*** Opening of DOCUMENT EXCERPT ***
The death of a young rape victim in from Delhi has reopened a debate in India about the country’s sexual assault and rape laws, as sweeping changes are being demanded to improve women’s rights in the country.

Compared to the much of the rest of the world, sections of India’s laws covering rape are inadequate and narrowly defined, critics say. And India’s way of delivering justice to rape victims is replete with loopholes, they say.

The debate comes as the Indian government reviews the country’s laws and punishments for sexual assault, in the wake of widespread protests and calls for judicial action. The government has formed a panel of three legal experts, headed by a former chief justice of India, J.S. Verma, to review possible amendments, including those that would impose more stringent punishment. The committee is expected to submit its report by the end of January.

India’s current definition of rape is steeped in outmoded traditions, making the possibility of a conviction unlikely in many cases, human rights activists said. The law, which dates from 1860, has been amended only twice since then, in 1983 and 2003. “There is need for a much broader definition of rape, as is accepted by international standards,” said Meenakshi Ganguly, South Asia director of Human Rights Watch.

Currently, section 375 of the Indian Penal Code is defined as vaginal-penile intercourse against a woman’s consent. Excluded from the law is the rape of a woman by her husband if the woman is above 15 years of age.

“The world is changing, and because there are changes in society we need to modify the definition of the rape law,” said Monica Joshi, a law officer at the Human Rights Law Network in New Delhi who specializes in women’s cases. “The law needs to include things like oral penetration, anal penetration, insertion of a foreign object into a woman’s body, dating rape, marital rape and deal with direct and indirect consent.”

Both Britain and most states in the United States consider marital rape a legal offense, noted Pinky Anand, a Supreme Court lawyer who specializes in cases for women, constitutional law and international law.

Still, there is a “progressive” part of Indian law compared to laws in some parts of the United States and in Britain, said Mrinal Satish, an associate professor at the National Law University in Delhi, who is completing his doctoral dissertation at Yale Law School. In India, the prosecution is required to prove that the defendant knew that the woman was not consenting to intercourse and only relies on the victim’s testimony, not the defendant’s belief, Mr. Satish said.

But this is also where the ambiguities arise. The court, said Mr. Satish, has to be satisfied that the woman’s testimony is reliable. Stereotyping based on certain characteristics, like whether the victim is a virgin or married, plague judgments in rape cases and usually have a negative impact, he said.
*** Close of DOCUMENT EXCERPT ***
*** Opening of DATA SUPPLIED ***
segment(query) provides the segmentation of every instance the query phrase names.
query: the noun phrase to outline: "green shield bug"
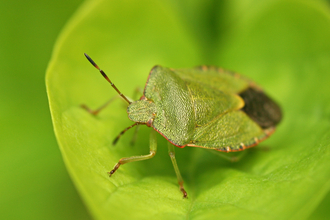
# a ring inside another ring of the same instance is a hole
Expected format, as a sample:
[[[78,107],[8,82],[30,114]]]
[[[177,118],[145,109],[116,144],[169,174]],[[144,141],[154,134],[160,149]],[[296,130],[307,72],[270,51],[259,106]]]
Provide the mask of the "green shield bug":
[[[168,140],[169,155],[186,198],[174,146],[242,151],[268,138],[282,118],[280,107],[255,83],[237,73],[208,66],[187,69],[155,66],[149,73],[142,97],[131,102],[96,63],[85,56],[129,104],[128,117],[135,122],[117,136],[114,144],[136,125],[153,128],[150,153],[120,159],[109,172],[110,176],[125,163],[152,158],[157,150],[158,132]],[[99,110],[92,113],[97,114]]]

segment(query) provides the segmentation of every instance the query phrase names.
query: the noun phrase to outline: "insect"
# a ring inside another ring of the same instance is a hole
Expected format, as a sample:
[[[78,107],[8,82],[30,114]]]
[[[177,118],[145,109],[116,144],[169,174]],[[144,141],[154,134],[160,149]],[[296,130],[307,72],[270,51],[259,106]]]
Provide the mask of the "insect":
[[[282,118],[280,107],[254,82],[237,73],[208,66],[187,69],[155,66],[149,73],[143,95],[131,102],[96,63],[87,54],[85,56],[129,104],[128,118],[134,124],[124,129],[114,143],[136,125],[152,128],[150,153],[120,159],[108,172],[109,176],[125,163],[154,157],[158,132],[168,140],[179,187],[187,198],[174,146],[242,151],[267,139]]]

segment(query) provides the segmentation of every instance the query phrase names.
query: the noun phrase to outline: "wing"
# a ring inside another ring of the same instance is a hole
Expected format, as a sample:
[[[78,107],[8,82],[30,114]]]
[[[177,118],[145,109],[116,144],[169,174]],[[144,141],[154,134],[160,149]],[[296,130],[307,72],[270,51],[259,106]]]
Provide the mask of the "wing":
[[[253,84],[247,78],[222,68],[200,66],[195,68],[172,69],[183,80],[196,82],[228,93],[238,94]]]
[[[240,151],[258,144],[273,131],[273,127],[262,129],[241,110],[232,111],[196,128],[187,146],[226,152]]]

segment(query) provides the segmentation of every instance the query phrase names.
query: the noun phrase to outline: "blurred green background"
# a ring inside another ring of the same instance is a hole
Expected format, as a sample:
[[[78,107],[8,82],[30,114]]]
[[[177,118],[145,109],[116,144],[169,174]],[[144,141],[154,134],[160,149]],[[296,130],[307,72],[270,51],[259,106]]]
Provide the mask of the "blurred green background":
[[[0,1],[0,219],[89,219],[63,164],[45,71],[82,0]]]
[[[1,1],[1,219],[90,218],[62,162],[44,82],[56,37],[81,2]],[[328,194],[311,219],[329,204]]]

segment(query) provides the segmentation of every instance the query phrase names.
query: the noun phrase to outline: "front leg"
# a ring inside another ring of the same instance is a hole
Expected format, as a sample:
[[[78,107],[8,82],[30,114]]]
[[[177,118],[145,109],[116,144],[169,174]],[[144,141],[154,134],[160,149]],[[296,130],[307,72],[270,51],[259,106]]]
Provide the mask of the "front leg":
[[[154,129],[151,129],[150,132],[150,153],[147,155],[141,155],[141,156],[132,156],[132,157],[124,157],[121,158],[118,163],[115,165],[115,167],[108,172],[109,176],[114,174],[116,170],[120,167],[120,165],[123,165],[125,163],[130,163],[134,161],[140,161],[140,160],[147,160],[150,158],[153,158],[157,152],[157,139],[156,139],[156,131]]]
[[[174,171],[175,171],[176,177],[178,179],[180,190],[181,190],[181,192],[183,194],[183,198],[188,198],[187,192],[183,188],[183,179],[182,179],[182,176],[181,176],[181,173],[180,173],[178,164],[176,163],[175,152],[174,152],[174,145],[172,145],[170,142],[168,142],[168,154],[171,157],[171,161],[172,161],[172,164],[173,164],[173,167],[174,167]]]

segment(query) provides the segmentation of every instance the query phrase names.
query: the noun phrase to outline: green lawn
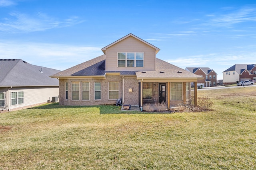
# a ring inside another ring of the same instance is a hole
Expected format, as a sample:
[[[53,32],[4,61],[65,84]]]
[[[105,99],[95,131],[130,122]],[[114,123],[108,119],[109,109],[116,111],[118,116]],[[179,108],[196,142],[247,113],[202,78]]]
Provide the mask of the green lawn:
[[[0,170],[256,169],[256,88],[198,92],[213,111],[54,104],[0,113]]]

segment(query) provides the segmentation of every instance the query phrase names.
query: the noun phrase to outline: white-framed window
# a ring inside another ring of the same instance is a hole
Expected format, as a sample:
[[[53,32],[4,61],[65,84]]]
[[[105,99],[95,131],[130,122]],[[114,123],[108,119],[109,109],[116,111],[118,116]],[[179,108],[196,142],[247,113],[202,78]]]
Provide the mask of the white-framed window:
[[[94,100],[101,99],[101,82],[94,82]]]
[[[5,94],[4,92],[0,92],[0,107],[4,107]]]
[[[68,83],[67,82],[65,82],[65,99],[68,99]]]
[[[90,100],[90,82],[82,82],[82,100]]]
[[[119,98],[119,82],[108,82],[108,99]]]
[[[12,105],[22,104],[24,103],[24,92],[12,92]]]
[[[142,98],[151,99],[152,98],[152,83],[142,83]]]
[[[72,100],[79,100],[79,82],[72,82]]]
[[[182,100],[182,82],[171,82],[171,100]]]
[[[118,53],[118,67],[143,67],[144,53]]]

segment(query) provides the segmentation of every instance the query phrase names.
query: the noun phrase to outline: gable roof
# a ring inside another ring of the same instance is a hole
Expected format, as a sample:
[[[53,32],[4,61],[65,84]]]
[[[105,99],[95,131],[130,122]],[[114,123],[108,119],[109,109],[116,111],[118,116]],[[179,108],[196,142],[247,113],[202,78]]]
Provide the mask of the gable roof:
[[[118,42],[121,41],[122,40],[123,40],[124,39],[125,39],[126,38],[129,37],[132,37],[134,38],[136,38],[136,39],[138,40],[139,41],[142,41],[142,42],[147,44],[147,45],[150,46],[150,47],[152,47],[152,48],[153,48],[154,49],[156,49],[156,54],[157,53],[158,53],[158,52],[159,51],[159,50],[160,50],[160,49],[159,49],[158,48],[157,48],[157,47],[156,47],[156,46],[153,45],[152,45],[151,44],[148,43],[147,41],[143,40],[142,39],[141,39],[140,38],[139,38],[138,37],[132,34],[132,33],[129,33],[129,34],[128,34],[128,35],[125,36],[124,37],[123,37],[122,38],[120,38],[120,39],[115,41],[115,42],[114,42],[114,43],[111,43],[109,45],[107,45],[106,46],[102,48],[101,49],[101,50],[103,52],[103,53],[104,53],[104,54],[106,54],[106,49],[116,44],[117,43],[118,43]]]
[[[20,59],[0,59],[0,86],[57,86],[58,80],[49,76],[60,71]]]
[[[198,70],[199,68],[201,69],[203,72],[204,72],[206,75],[210,74],[212,71],[213,71],[215,73],[216,73],[216,74],[217,74],[214,70],[210,69],[209,67],[187,67],[186,68],[186,70],[192,72],[193,73],[194,73]]]

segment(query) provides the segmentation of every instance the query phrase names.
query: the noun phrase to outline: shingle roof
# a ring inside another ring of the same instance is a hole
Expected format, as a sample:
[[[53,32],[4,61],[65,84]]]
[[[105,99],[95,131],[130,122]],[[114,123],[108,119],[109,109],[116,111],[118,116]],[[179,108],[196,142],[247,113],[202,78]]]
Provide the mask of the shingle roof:
[[[49,76],[60,71],[22,59],[0,59],[0,86],[58,86],[58,80]]]
[[[58,72],[51,77],[103,76],[106,73],[119,72],[120,75],[136,74],[137,76],[148,77],[201,77],[157,58],[156,60],[156,70],[146,71],[146,74],[140,74],[141,72],[135,71],[106,71],[105,59],[105,55],[102,55]],[[165,74],[160,73],[161,71],[164,72]]]

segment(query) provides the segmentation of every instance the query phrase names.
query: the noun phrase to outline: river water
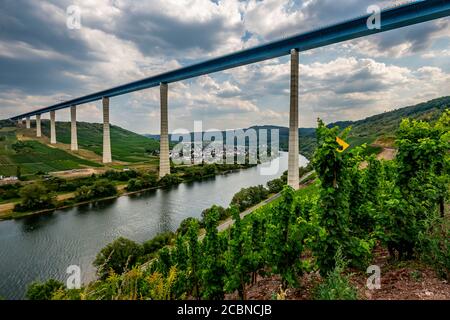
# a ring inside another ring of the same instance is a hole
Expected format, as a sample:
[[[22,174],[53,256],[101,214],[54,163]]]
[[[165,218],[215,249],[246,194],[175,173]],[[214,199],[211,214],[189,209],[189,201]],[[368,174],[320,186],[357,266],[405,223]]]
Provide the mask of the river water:
[[[299,162],[305,165],[307,160],[300,156]],[[0,222],[0,296],[22,299],[28,284],[36,280],[65,282],[70,265],[81,268],[84,283],[93,280],[92,261],[106,244],[120,236],[143,242],[175,231],[183,219],[200,217],[213,204],[226,207],[241,188],[281,176],[287,153],[280,154],[278,163],[271,175],[261,174],[264,164],[171,189]]]

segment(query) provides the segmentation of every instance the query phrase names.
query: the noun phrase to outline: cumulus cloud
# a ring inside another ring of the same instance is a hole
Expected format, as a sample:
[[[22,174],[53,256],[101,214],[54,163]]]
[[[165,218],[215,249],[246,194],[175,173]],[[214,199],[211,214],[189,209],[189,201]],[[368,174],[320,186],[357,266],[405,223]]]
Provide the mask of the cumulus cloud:
[[[1,118],[364,14],[372,0],[3,0]],[[81,9],[79,30],[66,8]],[[357,119],[449,94],[448,19],[301,54],[300,124]],[[404,59],[407,57],[407,59]],[[289,59],[169,86],[170,128],[287,125]],[[159,130],[158,88],[115,97],[113,123]],[[100,121],[100,103],[79,108]],[[68,119],[58,112],[58,119]]]

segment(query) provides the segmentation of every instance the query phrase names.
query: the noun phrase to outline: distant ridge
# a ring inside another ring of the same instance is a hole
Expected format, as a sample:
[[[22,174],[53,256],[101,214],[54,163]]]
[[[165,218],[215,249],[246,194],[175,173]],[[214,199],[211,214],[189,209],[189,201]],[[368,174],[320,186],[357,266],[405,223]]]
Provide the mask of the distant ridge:
[[[352,126],[349,143],[353,146],[361,145],[363,143],[370,144],[381,137],[393,137],[400,121],[403,118],[436,121],[445,108],[450,108],[450,96],[433,99],[408,107],[394,109],[357,121],[336,121],[328,124],[327,126],[339,126],[341,129]],[[275,125],[255,125],[249,128],[267,130],[278,129],[280,134],[280,148],[282,150],[288,149],[289,130],[287,127]],[[224,134],[225,131],[222,131],[223,136]],[[305,157],[311,158],[316,148],[315,128],[300,128],[299,135],[300,152]],[[145,134],[145,136],[159,140],[159,135]]]

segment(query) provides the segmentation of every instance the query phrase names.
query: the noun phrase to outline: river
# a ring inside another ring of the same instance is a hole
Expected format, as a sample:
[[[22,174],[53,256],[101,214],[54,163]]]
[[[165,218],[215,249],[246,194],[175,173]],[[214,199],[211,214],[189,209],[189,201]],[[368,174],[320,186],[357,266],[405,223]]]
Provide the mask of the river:
[[[275,160],[276,161],[276,160]],[[307,163],[300,156],[300,165]],[[273,162],[272,162],[273,163]],[[287,169],[262,175],[261,166],[210,179],[183,183],[49,214],[0,222],[0,296],[24,298],[29,283],[49,278],[65,282],[67,267],[78,265],[84,283],[95,278],[92,261],[108,243],[122,236],[143,242],[175,231],[187,217],[200,217],[213,204],[228,206],[241,188],[265,184]]]

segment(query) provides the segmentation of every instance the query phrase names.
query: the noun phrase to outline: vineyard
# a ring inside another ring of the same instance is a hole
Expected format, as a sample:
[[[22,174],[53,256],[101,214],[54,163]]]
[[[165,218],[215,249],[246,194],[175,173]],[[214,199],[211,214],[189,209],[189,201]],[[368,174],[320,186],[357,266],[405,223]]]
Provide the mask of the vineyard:
[[[18,141],[14,129],[0,131],[0,175],[15,176],[18,167],[22,174],[27,175],[99,166],[38,141]]]
[[[242,220],[231,206],[234,225],[220,233],[213,207],[202,221],[202,240],[193,218],[173,237],[144,246],[120,238],[98,254],[99,280],[79,290],[55,280],[35,283],[28,297],[247,299],[249,286],[275,275],[281,286],[272,298],[283,299],[314,273],[321,277],[314,297],[356,299],[347,270],[365,272],[383,248],[390,261],[422,261],[448,281],[450,111],[432,124],[404,119],[392,161],[367,156],[364,145],[338,152],[336,137],[346,139],[350,130],[319,120],[312,161],[318,181],[311,187],[284,187],[280,199]]]

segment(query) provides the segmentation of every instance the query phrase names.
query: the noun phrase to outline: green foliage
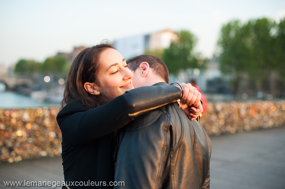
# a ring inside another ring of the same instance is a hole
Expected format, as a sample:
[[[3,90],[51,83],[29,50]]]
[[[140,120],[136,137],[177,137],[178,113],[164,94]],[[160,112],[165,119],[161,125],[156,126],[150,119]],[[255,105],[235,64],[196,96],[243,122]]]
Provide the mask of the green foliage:
[[[38,72],[41,70],[42,64],[34,60],[22,59],[19,60],[16,64],[14,71],[30,75],[34,72]]]
[[[250,20],[243,25],[235,20],[223,26],[218,42],[222,49],[219,61],[222,73],[231,75],[234,92],[244,74],[252,83],[269,89],[266,85],[269,85],[270,74],[280,72],[282,58],[284,65],[282,54],[285,51],[280,50],[282,46],[285,50],[280,26],[284,20],[279,28],[266,18]]]
[[[48,58],[43,64],[43,72],[46,73],[64,73],[66,63],[66,60],[63,56]]]
[[[69,69],[65,58],[56,56],[47,58],[43,63],[33,60],[21,59],[16,64],[14,71],[30,75],[33,73],[40,73],[66,75]]]
[[[182,30],[177,35],[178,41],[172,42],[162,55],[169,72],[177,75],[180,70],[188,68],[205,68],[207,59],[203,59],[200,54],[193,52],[197,41],[194,35],[186,30]]]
*** Close of DATA SUPPLIED ***
**ACTIVITY A**
According to the article on India's rape laws, who heads the government panel reviewing possible amendments?
**ACTIVITY B**
Carry the article on India's rape laws forward from its last sentence.

**TASK ANSWER A**
J.S. Verma, a former chief justice of India.

**TASK ANSWER B**
The current law also lacks clarity about punishments for a convicted rapist. According to section 376 of the Indian Penal Code, the minimum sentence for a convicted rapist is seven to 10 years, while the maximum sentence is life imprisonment. Gang rape carries a punishment of 10 years to life imprisonment. However, in certain situations a convicted rapist can get away with serving less time.

“The law allows the judge discretion to award a lesser punishment in special cases such as an aged person or a person of unsound mind,” says Ujjwal Nikam, a special public prosecutor for the government of Maharashtra whose expertise is in criminal law.

Sentencing guidelines for judges in India are nonexistent, which could lead to lenient sentences in rape cases, critics say.

“Unlike some other countries, such as the United States and England, India does not have sentencing guidelines, which provide rules and principles for judges to follow while sentencing,” said Mr. Satish. This contributes to the “rampant disparity” in punishments for rape cases, he said.

Legal experts in India are debating increasing the maximum punishment for rape in India, which could include the death penalty.

Some activists and advocates believe that an enhancement in the punishment will create a greater deterrent against rape. “The principle problem with rape laws in the country is that they don’t seem to be serving enough of a deterrent to criminals,” said Ms. Anand. “The rate of rape is horrifying, and the conviction rate is unsatisfactory. Capital punishment is the only answer.”
·
However, activists warn of the dangers of imposing the death penalty in rape cases, citing the increased chances that rapists would attempt to kill their victims, among other risks.

Another punishment being considered is chemical castration, the administration of medication designed to decrease libido and sexual activity, which is used on sex offenders in South Korea, Russia and Israel. In the United States, chemical castration is used in California, Florida and Louisiana.

Several legal experts argue there is also need to review the sexual assault law in India. Under section 354 of the Indian Penal Code, sexual assault is described as “outraging the modesty of a woman” – a description considered archaic, subjective and limited by legal experts. “We need to increase the ambit of sexual assault to include harassment, verbal abuse, groping, acid attacks, stalking and cyber crime,” said Ms. Anand.

Punishment for sexual assault should also be increased, activists said. Currently sexual assault crimes carry a maximum punishment of two years, but most convicted criminals can walk away by paying a small fee. “Criminals who repeatedly commit sexual assault if not convicted will then progress to higher crimes like rape,” said Ms. Anand.

A sexual assault bill currently pending in Parliament introduces some of these measures by increasing the punishment for molestation from two years to five years in prison, and sexual harassment from one year to three years.

The law itself is not the only problem. “When it comes to the problems – they lie in the system and how the legal system deals with rape cases,” Mr. Satish said. It’s important that the evidence is built. And if that’s weak, then the court is left with evidence on the bases it cannot convict.”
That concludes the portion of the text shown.